--- Supplied data ---

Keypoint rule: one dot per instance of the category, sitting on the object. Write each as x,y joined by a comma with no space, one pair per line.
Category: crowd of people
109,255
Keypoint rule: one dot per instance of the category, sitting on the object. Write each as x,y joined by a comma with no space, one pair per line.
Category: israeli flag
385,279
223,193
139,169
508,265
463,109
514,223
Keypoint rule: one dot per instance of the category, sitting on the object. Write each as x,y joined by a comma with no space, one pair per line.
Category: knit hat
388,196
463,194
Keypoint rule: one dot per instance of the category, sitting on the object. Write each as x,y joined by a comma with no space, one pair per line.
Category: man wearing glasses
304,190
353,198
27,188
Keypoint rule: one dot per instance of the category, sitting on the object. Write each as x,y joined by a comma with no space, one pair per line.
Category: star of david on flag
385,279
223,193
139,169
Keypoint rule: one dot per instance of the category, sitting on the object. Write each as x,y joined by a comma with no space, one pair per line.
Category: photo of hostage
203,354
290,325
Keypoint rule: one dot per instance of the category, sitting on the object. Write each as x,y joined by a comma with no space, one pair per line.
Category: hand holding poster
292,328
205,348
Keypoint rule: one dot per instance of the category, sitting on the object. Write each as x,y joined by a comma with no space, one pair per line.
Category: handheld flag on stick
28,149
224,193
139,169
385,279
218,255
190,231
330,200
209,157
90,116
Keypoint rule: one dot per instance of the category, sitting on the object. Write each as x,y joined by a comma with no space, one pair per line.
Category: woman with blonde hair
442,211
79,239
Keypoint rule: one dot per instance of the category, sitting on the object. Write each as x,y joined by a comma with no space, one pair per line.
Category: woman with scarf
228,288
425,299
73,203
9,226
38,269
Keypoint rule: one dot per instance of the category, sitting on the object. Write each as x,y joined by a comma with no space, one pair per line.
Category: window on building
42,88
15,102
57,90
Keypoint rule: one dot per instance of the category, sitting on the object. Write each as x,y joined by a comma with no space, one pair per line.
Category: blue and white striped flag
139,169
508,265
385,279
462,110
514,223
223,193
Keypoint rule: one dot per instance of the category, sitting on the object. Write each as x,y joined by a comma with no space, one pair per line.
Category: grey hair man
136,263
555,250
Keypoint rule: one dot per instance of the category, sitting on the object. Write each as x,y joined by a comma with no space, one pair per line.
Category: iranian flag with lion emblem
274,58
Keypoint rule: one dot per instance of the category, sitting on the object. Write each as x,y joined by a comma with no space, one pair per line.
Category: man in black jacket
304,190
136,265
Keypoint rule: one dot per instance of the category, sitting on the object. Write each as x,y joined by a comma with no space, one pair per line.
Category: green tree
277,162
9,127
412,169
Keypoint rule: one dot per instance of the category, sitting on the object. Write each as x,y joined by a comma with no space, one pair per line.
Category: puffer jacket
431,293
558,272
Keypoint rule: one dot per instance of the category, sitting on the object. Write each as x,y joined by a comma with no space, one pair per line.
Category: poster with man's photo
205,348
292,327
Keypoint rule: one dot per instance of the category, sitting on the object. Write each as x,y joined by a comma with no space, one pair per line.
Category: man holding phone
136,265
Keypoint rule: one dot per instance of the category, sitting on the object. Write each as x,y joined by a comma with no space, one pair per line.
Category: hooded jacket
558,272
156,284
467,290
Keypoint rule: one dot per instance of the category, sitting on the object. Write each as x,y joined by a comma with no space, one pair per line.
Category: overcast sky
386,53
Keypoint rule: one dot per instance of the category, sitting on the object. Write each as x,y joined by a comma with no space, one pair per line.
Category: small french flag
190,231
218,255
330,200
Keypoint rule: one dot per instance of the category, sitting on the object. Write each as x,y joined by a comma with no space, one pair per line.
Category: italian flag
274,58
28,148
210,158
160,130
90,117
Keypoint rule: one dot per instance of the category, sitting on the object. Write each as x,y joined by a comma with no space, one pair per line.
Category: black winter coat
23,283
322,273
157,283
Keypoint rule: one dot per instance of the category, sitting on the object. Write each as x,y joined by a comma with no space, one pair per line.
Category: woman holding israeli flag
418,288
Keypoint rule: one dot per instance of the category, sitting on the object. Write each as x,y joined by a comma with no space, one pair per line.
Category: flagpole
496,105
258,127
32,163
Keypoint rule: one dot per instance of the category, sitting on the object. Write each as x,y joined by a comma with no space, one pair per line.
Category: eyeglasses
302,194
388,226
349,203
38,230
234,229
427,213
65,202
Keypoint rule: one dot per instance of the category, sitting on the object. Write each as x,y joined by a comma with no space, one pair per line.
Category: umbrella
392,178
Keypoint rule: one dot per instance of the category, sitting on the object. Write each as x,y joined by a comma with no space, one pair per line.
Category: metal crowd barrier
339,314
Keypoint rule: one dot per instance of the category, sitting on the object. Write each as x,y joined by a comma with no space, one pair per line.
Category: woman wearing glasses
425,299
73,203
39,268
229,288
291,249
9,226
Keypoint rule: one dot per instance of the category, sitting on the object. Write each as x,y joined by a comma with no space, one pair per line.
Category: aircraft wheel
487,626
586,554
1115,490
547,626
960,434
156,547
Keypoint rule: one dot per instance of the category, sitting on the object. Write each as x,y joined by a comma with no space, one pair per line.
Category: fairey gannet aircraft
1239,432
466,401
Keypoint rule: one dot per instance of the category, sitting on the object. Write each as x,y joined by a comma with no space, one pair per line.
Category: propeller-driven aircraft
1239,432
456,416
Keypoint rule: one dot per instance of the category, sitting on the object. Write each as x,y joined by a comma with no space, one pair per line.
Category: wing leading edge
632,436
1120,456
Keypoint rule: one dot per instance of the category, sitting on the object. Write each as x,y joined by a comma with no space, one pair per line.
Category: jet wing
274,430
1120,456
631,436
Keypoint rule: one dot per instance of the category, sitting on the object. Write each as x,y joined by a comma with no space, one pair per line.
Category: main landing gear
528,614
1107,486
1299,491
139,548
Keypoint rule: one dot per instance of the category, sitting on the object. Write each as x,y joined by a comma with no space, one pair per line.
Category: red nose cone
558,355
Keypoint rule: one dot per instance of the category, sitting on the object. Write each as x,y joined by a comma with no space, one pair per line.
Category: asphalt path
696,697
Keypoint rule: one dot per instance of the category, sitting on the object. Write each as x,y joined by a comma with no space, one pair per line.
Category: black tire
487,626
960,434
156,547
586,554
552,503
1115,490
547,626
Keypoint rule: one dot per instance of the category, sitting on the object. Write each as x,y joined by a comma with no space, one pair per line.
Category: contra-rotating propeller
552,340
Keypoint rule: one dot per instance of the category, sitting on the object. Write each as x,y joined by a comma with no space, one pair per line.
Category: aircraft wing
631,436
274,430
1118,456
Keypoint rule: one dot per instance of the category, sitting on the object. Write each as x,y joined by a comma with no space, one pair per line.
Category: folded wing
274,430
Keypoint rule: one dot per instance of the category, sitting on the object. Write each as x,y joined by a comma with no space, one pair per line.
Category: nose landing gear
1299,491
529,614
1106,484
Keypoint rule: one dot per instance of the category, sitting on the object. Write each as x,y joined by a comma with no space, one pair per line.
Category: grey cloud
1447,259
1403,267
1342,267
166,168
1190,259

---

Task to complete: Starting with the first entry and ending with the last, give all of them again unchanged.

Exercise result:
Keypoint rule: one dot per instance of the category, sitting on the object. Write each as x,y joined by a comma with no space, one pair per line.
Category: crowd of people
109,255
Keypoint rule: one dot per instance of the category, sitting on the object. Write each as x,y joined by a comma with no space, one pair per line.
Category: israeli flag
385,279
223,193
139,169
508,265
463,109
514,223
Keypoint rule: one dot per instance of the category, sitting on the object. Write each as x,y joined by a comma with no space, one pair per line.
Category: knit hat
388,196
463,194
Keypoint rule: one dot per instance of the category, sitting on the object. Write each as x,y joined by a comma with no space, one pair per line.
Category: man wearing glasses
304,190
353,198
27,188
Keypoint rule: one dot per instance of the category, sitting on the object. Write each as x,y joined by a comma with no space, one pair per line.
Category: star of david on flag
385,279
223,193
139,169
Keypoint rule: one dot per instance of the category, sitting on the object. Write each as x,y joined by a comma with no space, one pair per line.
Category: photo of hostage
203,354
290,325
Keypoint rule: one dot per instance of the category, sitting on the object. Write each as x,y joined by a comma with no space, one pair per line.
Category: hand holding poster
292,328
205,348
Keypoint rule: one dot per instance of the category, sitting on the object. Write each as x,y joined by a comma with no space, one pair per line.
Category: handheld flag on stick
28,149
224,193
139,169
385,279
218,255
190,231
330,200
209,157
90,116
Keypoint rule: one dot per instance of the category, sitting on the object. Write each as x,y joined by a comma with no space, one pair per line.
Category: woman with blonde hair
442,211
79,239
Keypoint rule: one dot per instance of the category, sitting on the object. Write each as x,y joined by a comma with no space, one pair per line.
Category: woman with scarf
228,288
425,299
73,203
9,226
38,269
Keypoint rule: one dot per instance of the category, sitting on the object. Write each as x,y joined by a comma with no space, one pair per line.
Category: window on building
42,88
15,102
57,90
Keypoint rule: one dot per instance of the category, sitting on the object. Write each as x,y joined by a comma with no space, one pair per line.
Category: blue and white striped flag
139,169
508,265
385,279
462,110
514,223
223,193
Keypoint rule: one dot per instance of the category, sitting on the object. Write each as x,y joined by a comma with no space, one pair per line.
Category: grey hair man
136,263
555,250
Keypoint rule: one dot per instance of the category, sitting on the object. Write each as x,y joined by a comma with no space, one pair per line.
Category: iranian flag with lion emblem
274,58
Keypoint rule: one dot per instance of the category, sitting on the object. Write each as x,y joined by a comma with no space, one pair per line.
Category: man in black jacket
304,190
136,265
Keypoint rule: one dot per instance of the category, sitting on the object. Write each as x,y joined by a comma with no space, one pair per line.
Category: green tree
277,162
9,127
412,169
Keypoint rule: one dot per instance of the category, sitting on the object. Write each as x,y joined by a comma with no space, one pair per line.
Category: puffer jacket
431,293
558,272
Keypoint rule: one dot per instance of the category, sitting on the object. Write each as x,y joined by a comma with no space, one pair per line.
Category: poster with man's photo
205,348
292,327
Keypoint rule: one dot per instance of the category, sitting on the object. Write each as x,y joined by a comma with no space, one pair per line.
Category: man holding phone
136,265
Keypoint rule: one dot per instance of the category, sitting on the object. Write each as x,y joined by a comma with no space, one pair per line.
Category: hooded jacket
558,272
156,284
467,290
Keypoint rule: one dot per instance of the category, sitting on the object. Write each as x,y joined by a comma with no space, one pair per line.
Category: overcast sky
386,53
Keypoint rule: one dot per instance of the category, sitting on the object. Write each as x,y joined by a comma with no space, one pair per line.
Category: small french flag
190,231
218,255
330,200
Keypoint rule: one dot per instance of the category, sitting on the object. Write each as x,y joined by a comma with no space, one pair per line.
Category: italian flag
274,58
28,148
210,158
160,130
90,117
Keypoint rule: one dot per instance of the category, sitting on the object. Write each as x,y joined by a comma with no space, one pair per line.
Category: black winter coat
23,283
322,273
157,283
Keypoint rule: one dot per instance of the category, sitting on the object. Write each as x,y joined by a comma with no space, one pair per line.
Category: woman holding israeli flag
418,288
Keypoint rule: one dot per instance of the category, sitting on the object. Write each as x,y joined by a comma with no space, one pair per line.
Category: flagpole
496,105
258,127
32,163
Keypoint rule: one dot per instance of the category, sitting on the object. Write each as x,y joined by a comma with no space, one pair per line.
Category: eyeglasses
302,194
388,226
349,203
38,230
234,229
427,213
65,202
Keypoint rule: one dot per instance of the category, sitting on the object. Write each as x,y joined by a comma with no space, one pair per line.
Category: umbrella
392,178
Keypoint rule: one dot per instance of the category, sitting on the object. Write each as x,y joined by a comma with no space, one pair per line.
Category: metal crowd barrier
339,314
Keypoint rule: one dot per instance of the category, sitting on the object. Write each as x,y joined by a comma with no space, one pair per line.
Category: woman wearing glasses
425,299
73,203
39,268
229,288
291,249
9,226
Keypoint rule: one dot per instance of the category, sitting on the object. Write each as x,y joined by a comma with no space, one pair per line.
Category: aircraft wheel
487,626
586,554
1115,490
547,626
960,434
156,547
Keypoint rule: one dot per instance of the category, sitting on the object. Write each as x,y joined by a comma with no space, one pair per line.
Category: fairey gannet aircraft
1239,432
466,401
Keypoint rule: one dot per instance of the category, sitting on the object. Write each as x,y joined by a comma with no space, one pair per line.
Category: propeller-driven aircraft
1239,432
456,416
Keypoint rule: one dot per instance of the category, sitting on the object. Write each as x,y joined by a comma with no space, one pair per line.
Category: wing leading edge
632,436
1120,456
Keypoint rule: one dot per instance of the category, sitting on the object. Write each as x,y joined by a comma with no space, one pair per line.
Category: jet wing
274,430
1120,456
631,436
Keypoint rule: one dot per instance of the category, sitting on the object. Write each as x,y joined by a comma with no space, one pair per line.
Category: main landing gear
528,614
1107,486
1299,491
139,548
Keypoint rule: one dot per instance of the category, sitting on the object. Write each as x,y joined by a comma with no space, one pair per line.
Category: red nose cone
558,355
Keypoint rule: one dot per instance of the category, sitting on the object. Write each as x,y joined by a comma with no space, one pair per line.
Category: asphalt path
696,697
Keypoint rule: one dot per instance of the category, sitting on the object. Write each as x,y joined by a comma with no space, one pair per line.
Category: black tire
487,626
960,434
156,547
586,554
552,503
1115,490
547,626
Keypoint rule: one dot per instance of the category, sitting on the object. Write each as x,y joined by a comma with no space, one pair per line.
Category: contra-rotating propeller
552,340
Keypoint rule: one dot per instance of the category, sitting on the object. Write each as x,y joined by a comma with no space, one pair per line.
Category: aircraft wing
631,436
274,430
1118,456
Keypoint rule: one dot per instance of the category, sitting on the object. Write each as x,y joined by a comma with no space, one pair per line.
Category: folded wing
274,430
Keypoint rule: one dot per instance of the category, sitting on the object. Write each as x,y joined by a comma with no space, one pair per line.
Category: nose landing gear
1299,491
529,614
1106,484
Keypoint rule: one dot per instance of the category, sitting on the object. Write each as x,y joined by a comma with no space, one pair per line.
Category: grey cloud
1447,259
1403,267
1342,267
166,168
1190,259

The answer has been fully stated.